La storia è nota: Alec Holland, ricercatore scientifico, trasferitosi con l’amata moglie Linda in un laboratorio presso una palude per eseguire una serie di esperimenti su una “fomula bioristoratrice”, si ritrova nel mirino di una misteriosa organizzazione intenzionata ad impadronirsi delle sue scoperte. La resistenza di Holland a collaborare con i gangster ha conseguenze tragiche: Linda viene uccisa e Holland coinvolto nell’esplosione di una bomba. Il corpo carbonizzato dello scienziato, a contatto con la formula e le acque del pantano circostante, subirà una mutazione che lo trasformerà in una gigantesca e goffa creatura vegetale, fortissima e quasi invulnerabile, la quale inizierà un lungo viaggio – sia interiore che sul piano concreto – per vendicare la morte della moglie, riacquistare la sua vecchia identità e mantenere una parvenza di umanità in un’esistenza sempre più crudele ed inumana.
Togliamoci subito il pensiero: Wrightson è immenso, colossale, grandioso. Tavole dotate di una fisicità quasi malata, corpi e volti da film espressionista. Tipico horror all’americana, concentrato più sulla decadenza fisica e sulla deformità che sulle atmosfere rarefatte e sottili degli europei. Il mondo di Swamp Thing è fatto di umori liquidi, puzza, smembramenti e marciume, e graficamente rappresenta bene la concezione del genere di quegli anni.

- **Righe di identificazione dei luoghi**
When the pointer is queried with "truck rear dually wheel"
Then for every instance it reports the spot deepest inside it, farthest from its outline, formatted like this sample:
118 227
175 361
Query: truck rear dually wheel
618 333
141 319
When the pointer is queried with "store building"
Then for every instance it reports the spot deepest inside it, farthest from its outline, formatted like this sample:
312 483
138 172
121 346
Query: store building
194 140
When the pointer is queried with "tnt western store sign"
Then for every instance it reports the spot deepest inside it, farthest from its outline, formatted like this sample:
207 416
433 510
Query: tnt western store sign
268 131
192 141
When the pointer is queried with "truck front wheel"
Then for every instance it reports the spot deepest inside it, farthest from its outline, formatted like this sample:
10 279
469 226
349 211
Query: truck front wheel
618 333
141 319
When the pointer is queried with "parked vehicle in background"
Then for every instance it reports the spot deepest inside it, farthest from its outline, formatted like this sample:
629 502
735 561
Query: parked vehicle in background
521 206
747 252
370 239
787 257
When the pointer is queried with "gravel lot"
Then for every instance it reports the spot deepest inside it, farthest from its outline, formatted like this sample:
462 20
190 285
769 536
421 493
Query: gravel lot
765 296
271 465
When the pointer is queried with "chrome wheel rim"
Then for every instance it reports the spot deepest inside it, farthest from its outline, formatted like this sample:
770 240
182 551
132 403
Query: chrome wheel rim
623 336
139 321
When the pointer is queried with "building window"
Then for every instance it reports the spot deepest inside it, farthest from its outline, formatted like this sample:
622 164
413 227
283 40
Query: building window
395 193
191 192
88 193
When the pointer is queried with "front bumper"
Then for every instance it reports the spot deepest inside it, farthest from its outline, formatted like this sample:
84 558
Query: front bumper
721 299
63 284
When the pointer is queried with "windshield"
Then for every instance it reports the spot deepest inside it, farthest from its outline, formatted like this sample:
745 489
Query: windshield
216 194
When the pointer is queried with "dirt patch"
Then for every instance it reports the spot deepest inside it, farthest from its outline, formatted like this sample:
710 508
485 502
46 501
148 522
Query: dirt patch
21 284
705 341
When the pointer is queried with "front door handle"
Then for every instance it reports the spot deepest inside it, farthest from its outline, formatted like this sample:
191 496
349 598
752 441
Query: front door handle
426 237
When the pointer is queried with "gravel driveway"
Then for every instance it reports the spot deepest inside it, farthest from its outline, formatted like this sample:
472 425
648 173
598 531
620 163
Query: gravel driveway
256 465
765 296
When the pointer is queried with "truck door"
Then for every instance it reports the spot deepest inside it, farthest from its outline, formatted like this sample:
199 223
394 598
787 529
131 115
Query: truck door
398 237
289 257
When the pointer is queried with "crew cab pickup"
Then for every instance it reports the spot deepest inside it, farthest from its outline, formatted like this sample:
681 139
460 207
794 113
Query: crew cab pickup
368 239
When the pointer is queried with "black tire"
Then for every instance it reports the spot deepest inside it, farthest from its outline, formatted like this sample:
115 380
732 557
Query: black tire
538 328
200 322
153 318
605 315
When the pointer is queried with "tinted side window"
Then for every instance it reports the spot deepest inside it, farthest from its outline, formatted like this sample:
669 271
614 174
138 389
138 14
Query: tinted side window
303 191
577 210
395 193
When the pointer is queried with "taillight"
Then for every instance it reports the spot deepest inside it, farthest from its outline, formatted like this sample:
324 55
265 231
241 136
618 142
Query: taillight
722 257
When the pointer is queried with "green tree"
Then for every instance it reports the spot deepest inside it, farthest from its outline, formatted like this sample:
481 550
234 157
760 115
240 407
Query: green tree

- **ESERCIZIO SCRITTO 1**
Nel brano su Swamp Thing, dove si trasferisce Alec Holland insieme alla moglie Linda?
- **ESERCIZIO SCRITTO 2**
Prosegui il brano su Swamp Thing dopo la sua ultima frase.
Le righe non hanno alcun legame con il brano su Swamp Thing.

- **SOLUZIONE 1**
In un laboratorio presso una palude.

- **SOLUZIONE 2**
E qui viene l’inghippo. Moore ha fama, meritata, di restauratore di personaggi senza speranza: i lettori di Supreme non possono trattenere un brivido quando pensano a cosa fosse il personaggio prima della cura del bardo di Northampton. Conoscendo la run storica di Moore su Swamp Thing, a un non collezionista verrebbe da chiedersi: come posso, dopo aver letto quella gestione, provare interesse per un personaggio tutto sommato minore, nato nel 1970 e come tale soggetto alle mode, alle censure e soprattutto alla prosa di quegli anni? Non si tratterrà di un oggetto invecchiato male, buono giusto per gli appassionati?
Risposta: sì, l’opera di Wein è figlia del suo tempo. Ma questo non è un difetto. E non solo perché le didascalie enfatiche e roboanti sono il complemento, perfetto e leggibilissimo, ai disegni di Wrightson, ma perché Wein ha avuto il merito (e forse anche la fortuna) di creare Swamp Thing in un preciso momento della storia dell’intrattenimento americano, quando il genere horror cominciava ad evolversi dalle sue ascendenze letterarie (Poe e Lovecraft in primis) ad una concezione più moderna ed inserita nella società, sensibile alle fobie dell’uomo comune.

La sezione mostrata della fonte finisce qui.